## TEXT FOR ANALYSIS
American Taxpayer Relief Act of 2012

January 28, 2013

On January 2, 2013, President Obama signed into law the American Taxpayer Relief Act of 2012 (“the 2012 Tax Act”), which affects all taxpayers. The summary below highlights some of the more relevant tax provisions in the 2012 Tax Act:

Payroll Tax Holiday

The payroll tax holiday, which reduced the employee portion of social security taxes by 2% (from 6.2% to 4.2%) has not been extended, which means your employee paychecks will be 2% lower on up to $113,700 of wages (the maximum subject to social security tax) in 2013.

Tax Rates

For individuals with taxable income exceeding $400,000 ($450,000 for married filing joint (“MFJ”)):

  • The portion of taxable income exceeding this threshold is now subject to a 39.6% tax rate instead of a 35% rate.
  • The tax rate on some or all of your qualified dividends and long-term capital gains (“LTCG”) will increase from 15% to 20%.
    • The lower 15% rate will still apply to the extent your taxable income (excluding LTCG and qualified dividends) is less than the threshold amount ($400k, or $450k for MFJ).

      For example:

      • Assume you are MFJ and have the following income:

LTCG and qualified dividends $100k
Other taxable income $500k

Taxable income (excluding LTCG and qualified dividends) is $500k, which is more than the threshold for MFJ ($450k). Thus, none of your LTCG or qualified dividends will qualify for the 15% reduced rate.

      • Now assume you are MFJ with the following income:

LTCG and qualified dividends $100k
Other taxable income $410k

In this case, you would pay a 15% tax on $40k (threshold of $450k less $410k) of the $100k LTCG and qualified dividends and 20% on the remaining $60k.

    • When taking into account the 3.8% Medicare surtax on net investment income (which applies to taxpayers with modified AGI exceeding $200,000 ($250,000 if MFJ)), the maximum rate of 20% effectively rises to 23.8%.
Pease Limitation on Itemized Deductions

The Pease limitation on certain itemized deductions has been restored for certain taxpayers with adjusted gross income (“AGI”) over $250,000 ($300,000 for MFJ).

  • The limitation reduces total deductible state taxes, property taxes, mortgage interest, charitable donations, and 2% miscellaneous expenses by 3% of the amount by which your AGI exceeds the threshold.
  • It does not apply to medical expenses, investment interest, and casualty or theft losses.

## INFORMATION SUPPLIED
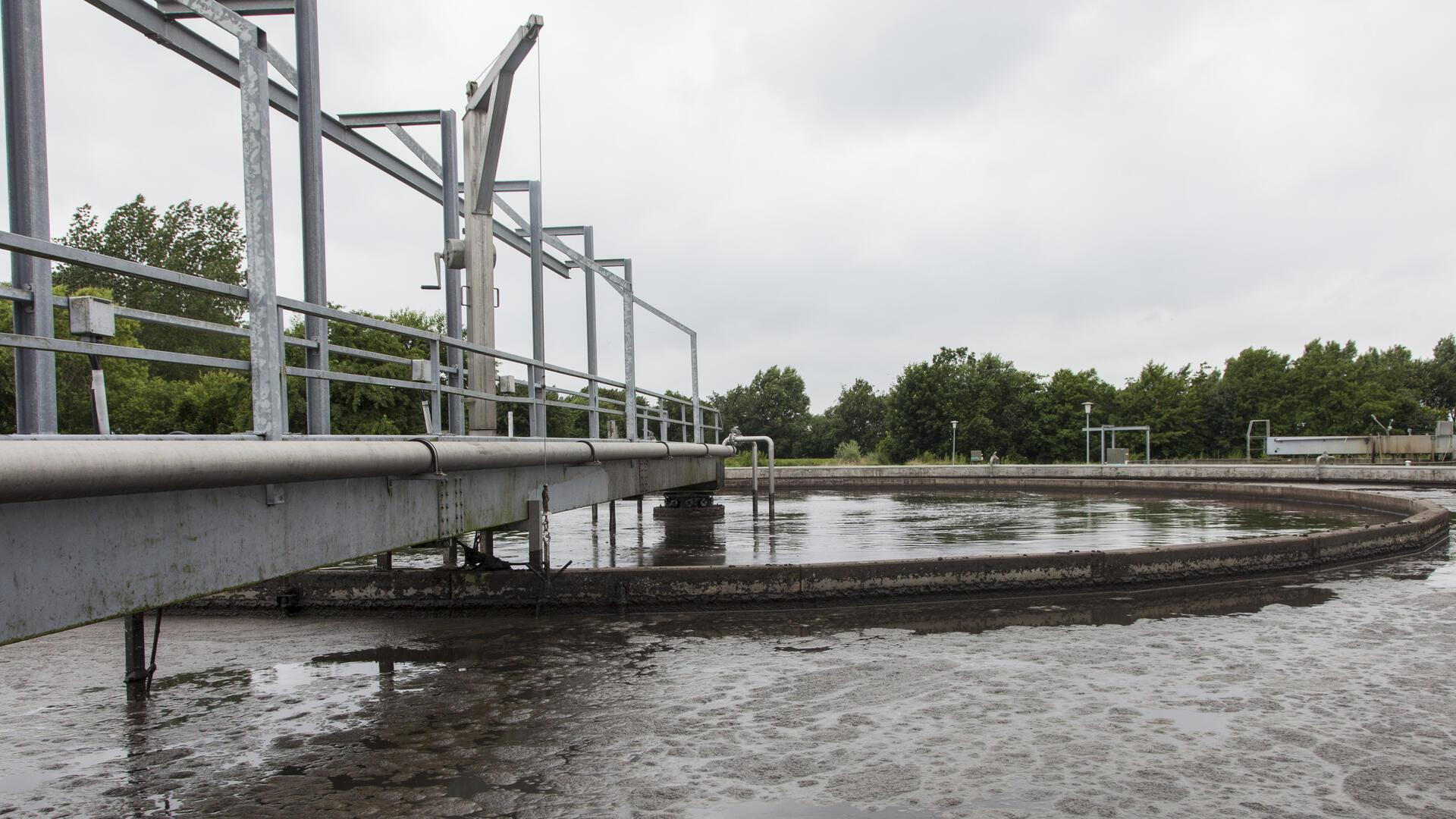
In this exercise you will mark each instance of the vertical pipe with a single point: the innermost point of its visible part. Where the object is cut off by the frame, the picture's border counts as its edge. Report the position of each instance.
(30, 210)
(698, 404)
(756, 479)
(134, 639)
(593, 414)
(770, 479)
(538, 314)
(264, 325)
(533, 532)
(629, 352)
(450, 183)
(310, 187)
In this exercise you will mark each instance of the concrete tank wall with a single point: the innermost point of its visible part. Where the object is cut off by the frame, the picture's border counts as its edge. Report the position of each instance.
(1420, 525)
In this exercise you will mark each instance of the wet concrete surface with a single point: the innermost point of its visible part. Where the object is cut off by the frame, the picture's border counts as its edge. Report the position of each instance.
(1329, 694)
(846, 525)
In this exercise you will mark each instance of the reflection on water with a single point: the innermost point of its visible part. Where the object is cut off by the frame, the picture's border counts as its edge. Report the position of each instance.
(759, 713)
(1168, 700)
(829, 526)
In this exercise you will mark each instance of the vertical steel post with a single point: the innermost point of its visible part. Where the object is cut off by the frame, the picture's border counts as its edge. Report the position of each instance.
(30, 210)
(450, 181)
(435, 388)
(698, 404)
(479, 262)
(538, 375)
(629, 352)
(264, 324)
(310, 171)
(593, 414)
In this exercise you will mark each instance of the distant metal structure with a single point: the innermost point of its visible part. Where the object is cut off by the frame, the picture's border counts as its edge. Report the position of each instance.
(191, 499)
(1439, 445)
(1110, 428)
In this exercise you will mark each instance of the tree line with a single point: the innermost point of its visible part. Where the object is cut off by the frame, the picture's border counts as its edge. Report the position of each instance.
(1204, 411)
(161, 398)
(1329, 388)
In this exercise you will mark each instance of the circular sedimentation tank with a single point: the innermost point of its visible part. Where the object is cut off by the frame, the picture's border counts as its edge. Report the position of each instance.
(1312, 526)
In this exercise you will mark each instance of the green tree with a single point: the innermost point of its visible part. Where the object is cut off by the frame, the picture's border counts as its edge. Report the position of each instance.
(772, 404)
(858, 416)
(989, 397)
(185, 238)
(1156, 398)
(1059, 414)
(1256, 385)
(1440, 376)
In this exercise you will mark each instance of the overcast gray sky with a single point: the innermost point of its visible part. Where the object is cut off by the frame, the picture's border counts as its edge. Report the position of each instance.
(846, 187)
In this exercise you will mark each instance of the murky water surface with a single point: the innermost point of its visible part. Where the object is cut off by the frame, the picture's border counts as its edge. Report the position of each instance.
(1331, 694)
(827, 526)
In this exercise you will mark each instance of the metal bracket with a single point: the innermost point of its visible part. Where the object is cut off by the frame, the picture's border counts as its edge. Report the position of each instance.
(435, 468)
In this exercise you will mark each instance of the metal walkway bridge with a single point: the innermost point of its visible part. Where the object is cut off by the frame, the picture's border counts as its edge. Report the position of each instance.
(105, 525)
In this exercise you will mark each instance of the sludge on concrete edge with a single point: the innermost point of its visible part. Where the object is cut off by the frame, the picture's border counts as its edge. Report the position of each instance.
(1423, 525)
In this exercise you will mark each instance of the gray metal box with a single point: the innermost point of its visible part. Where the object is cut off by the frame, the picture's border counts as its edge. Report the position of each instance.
(92, 315)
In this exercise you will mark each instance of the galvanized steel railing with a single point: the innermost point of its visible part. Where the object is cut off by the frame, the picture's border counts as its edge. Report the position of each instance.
(441, 376)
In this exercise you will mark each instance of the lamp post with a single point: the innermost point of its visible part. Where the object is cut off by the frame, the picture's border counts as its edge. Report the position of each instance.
(1087, 428)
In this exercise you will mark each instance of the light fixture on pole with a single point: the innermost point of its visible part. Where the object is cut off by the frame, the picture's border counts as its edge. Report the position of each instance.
(1087, 428)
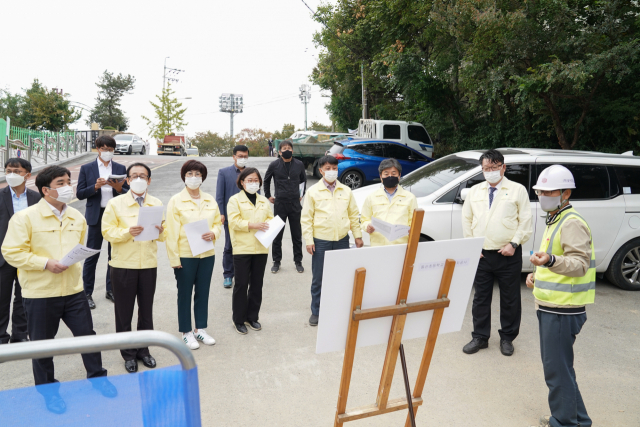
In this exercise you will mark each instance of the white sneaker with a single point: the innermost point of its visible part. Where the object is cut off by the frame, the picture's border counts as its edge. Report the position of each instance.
(203, 336)
(190, 341)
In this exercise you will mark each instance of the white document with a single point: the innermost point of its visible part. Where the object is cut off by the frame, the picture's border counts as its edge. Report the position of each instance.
(383, 266)
(390, 231)
(148, 218)
(194, 231)
(77, 254)
(267, 237)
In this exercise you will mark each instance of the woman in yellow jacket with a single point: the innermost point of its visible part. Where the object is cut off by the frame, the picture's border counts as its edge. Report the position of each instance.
(247, 213)
(193, 271)
(391, 203)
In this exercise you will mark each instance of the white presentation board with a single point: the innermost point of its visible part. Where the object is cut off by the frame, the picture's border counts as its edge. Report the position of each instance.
(384, 268)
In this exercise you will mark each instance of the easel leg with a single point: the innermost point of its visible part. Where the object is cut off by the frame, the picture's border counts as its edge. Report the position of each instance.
(445, 284)
(350, 348)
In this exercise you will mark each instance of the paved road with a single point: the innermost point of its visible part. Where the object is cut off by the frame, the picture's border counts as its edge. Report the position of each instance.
(274, 378)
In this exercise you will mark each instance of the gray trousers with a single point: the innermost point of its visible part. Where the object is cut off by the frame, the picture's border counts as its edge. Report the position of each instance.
(557, 335)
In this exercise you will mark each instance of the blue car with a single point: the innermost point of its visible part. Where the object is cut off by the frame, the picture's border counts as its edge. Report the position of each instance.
(358, 159)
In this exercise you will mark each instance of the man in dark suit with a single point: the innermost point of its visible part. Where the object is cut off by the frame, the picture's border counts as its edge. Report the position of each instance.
(95, 186)
(225, 188)
(13, 198)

## EXERCISE TASKS
1. Copy the passage of the 2012 Tax Act summary word for word, starting with "In this case, you" and going on through "the remaining $60k.".
2. Carry on the 2012 Tax Act summary from the point where it stops.

## WRITTEN RESPONSES
1.
In this case, you would pay a 15% tax on $40k (threshold of $450k less $410k) of the $100k LTCG and qualified dividends and 20% on the remaining $60k.

2.
  • The Pease limitation does not apply to taxpayers in AMT, so the deductions allowed for AMT purposes (mortgage interest and charitable donations) are not limited.
Personal Exemption Phase-out

The personal exemption phase-out (“PEP”) has also been restored for taxpayers with adjusted gross income (“AGI”) over $250,000 ($300,000 for MFJ).

IRA Transfers to Charities

The 2012 Act renewed the ability of individuals age 70 1/2 or older to directly transfer up to $100,000 per year, tax-free, from an IRA to a qualified charity.

  • The provision applies retroactively from January 1, 2012 through December 31, 2013.
  • Such distributions are excluded from gross income and do not qualify for a charitable deduction (and are thus not subject to the charitable contribution percentage limits).
401(k) to Roth 401(k) Conversions
  • The new legislation allows you to convert any portion of your employer-sponsored 401(k) plan to a Roth account under the plan (an “in-plan Roth conversion”), provided your plan offers a designated Roth account and also permits the in-plan conversion. Employer-sponsored plans are not required by law to offer such features, so if you are interested in doing an in-plan Roth conversion, please check with your employer regarding the terms of your plan.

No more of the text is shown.